_Information supplied_:
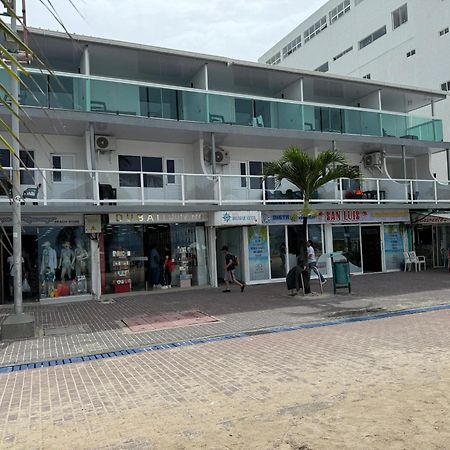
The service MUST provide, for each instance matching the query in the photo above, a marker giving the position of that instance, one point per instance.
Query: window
(315, 29)
(128, 164)
(400, 16)
(26, 160)
(144, 164)
(322, 68)
(445, 86)
(276, 59)
(152, 164)
(292, 46)
(340, 55)
(256, 168)
(372, 37)
(339, 11)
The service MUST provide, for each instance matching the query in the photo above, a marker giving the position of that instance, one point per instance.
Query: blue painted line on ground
(206, 340)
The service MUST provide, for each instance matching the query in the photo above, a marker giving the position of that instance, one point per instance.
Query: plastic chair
(418, 261)
(407, 262)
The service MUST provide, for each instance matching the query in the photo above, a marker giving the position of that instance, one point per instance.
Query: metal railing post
(141, 176)
(96, 189)
(219, 188)
(183, 192)
(44, 186)
(263, 185)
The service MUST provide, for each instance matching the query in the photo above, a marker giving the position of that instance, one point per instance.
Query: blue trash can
(341, 276)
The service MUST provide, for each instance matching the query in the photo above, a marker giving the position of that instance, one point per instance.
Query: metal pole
(16, 200)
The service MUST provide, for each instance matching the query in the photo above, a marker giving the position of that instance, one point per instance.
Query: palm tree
(309, 174)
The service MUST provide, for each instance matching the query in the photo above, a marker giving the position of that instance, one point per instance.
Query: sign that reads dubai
(133, 218)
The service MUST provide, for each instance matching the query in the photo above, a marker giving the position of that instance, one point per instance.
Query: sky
(238, 29)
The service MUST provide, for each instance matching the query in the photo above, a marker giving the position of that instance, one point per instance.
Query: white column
(212, 256)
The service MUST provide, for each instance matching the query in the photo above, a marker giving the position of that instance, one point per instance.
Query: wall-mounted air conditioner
(105, 144)
(374, 159)
(222, 156)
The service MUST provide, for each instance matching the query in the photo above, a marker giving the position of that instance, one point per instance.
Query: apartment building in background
(131, 149)
(397, 41)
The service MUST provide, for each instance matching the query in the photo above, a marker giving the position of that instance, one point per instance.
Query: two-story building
(129, 148)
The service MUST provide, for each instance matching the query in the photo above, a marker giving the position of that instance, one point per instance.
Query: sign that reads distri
(133, 218)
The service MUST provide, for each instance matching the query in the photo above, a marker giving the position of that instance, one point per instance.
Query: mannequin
(66, 261)
(81, 259)
(48, 267)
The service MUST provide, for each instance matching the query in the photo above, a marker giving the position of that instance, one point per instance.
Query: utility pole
(17, 325)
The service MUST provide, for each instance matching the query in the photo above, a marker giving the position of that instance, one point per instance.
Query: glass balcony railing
(81, 93)
(107, 187)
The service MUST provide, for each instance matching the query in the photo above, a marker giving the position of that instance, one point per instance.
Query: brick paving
(151, 400)
(93, 327)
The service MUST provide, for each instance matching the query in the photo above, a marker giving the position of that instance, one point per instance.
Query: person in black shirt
(228, 275)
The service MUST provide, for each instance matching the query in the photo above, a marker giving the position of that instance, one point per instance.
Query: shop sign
(93, 223)
(339, 216)
(133, 218)
(234, 218)
(44, 220)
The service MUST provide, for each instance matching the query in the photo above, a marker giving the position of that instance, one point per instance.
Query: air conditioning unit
(105, 144)
(222, 156)
(374, 159)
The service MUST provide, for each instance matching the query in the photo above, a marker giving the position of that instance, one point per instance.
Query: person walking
(230, 265)
(312, 261)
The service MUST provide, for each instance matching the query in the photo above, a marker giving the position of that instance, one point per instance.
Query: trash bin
(341, 275)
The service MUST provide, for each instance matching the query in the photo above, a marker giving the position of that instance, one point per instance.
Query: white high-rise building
(398, 41)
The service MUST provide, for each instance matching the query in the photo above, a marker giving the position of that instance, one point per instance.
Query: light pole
(19, 324)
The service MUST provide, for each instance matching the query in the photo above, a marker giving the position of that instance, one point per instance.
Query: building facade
(396, 41)
(135, 155)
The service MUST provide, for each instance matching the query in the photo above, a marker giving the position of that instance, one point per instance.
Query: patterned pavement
(92, 327)
(285, 391)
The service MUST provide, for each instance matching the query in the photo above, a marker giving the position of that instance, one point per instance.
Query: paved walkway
(93, 327)
(368, 385)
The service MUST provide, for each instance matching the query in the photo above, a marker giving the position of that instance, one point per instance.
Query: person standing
(230, 265)
(155, 267)
(312, 261)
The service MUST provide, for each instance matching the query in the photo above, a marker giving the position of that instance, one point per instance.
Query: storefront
(371, 240)
(142, 251)
(432, 237)
(56, 257)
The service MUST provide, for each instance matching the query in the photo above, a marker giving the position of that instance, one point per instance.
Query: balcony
(111, 96)
(60, 187)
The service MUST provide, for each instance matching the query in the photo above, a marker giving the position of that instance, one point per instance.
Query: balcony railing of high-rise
(111, 96)
(46, 186)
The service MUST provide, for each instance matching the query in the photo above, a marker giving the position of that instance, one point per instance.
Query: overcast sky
(240, 29)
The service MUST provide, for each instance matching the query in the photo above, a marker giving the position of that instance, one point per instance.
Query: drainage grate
(206, 340)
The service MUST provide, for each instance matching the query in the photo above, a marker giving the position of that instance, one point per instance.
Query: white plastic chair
(407, 262)
(418, 261)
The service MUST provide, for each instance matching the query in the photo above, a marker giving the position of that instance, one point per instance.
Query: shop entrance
(371, 248)
(231, 237)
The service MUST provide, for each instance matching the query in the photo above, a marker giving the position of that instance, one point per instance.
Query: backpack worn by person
(235, 260)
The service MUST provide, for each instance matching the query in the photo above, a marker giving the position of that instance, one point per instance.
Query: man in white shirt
(312, 261)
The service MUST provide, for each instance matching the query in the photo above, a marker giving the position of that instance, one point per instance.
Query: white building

_Do this_:
Extract each row above that contains the string "balcony", treating uppercase and lowercase letters as different.

_Response_:
Query: glass balcony railing
Query: balcony
Query: balcony railing of high-rise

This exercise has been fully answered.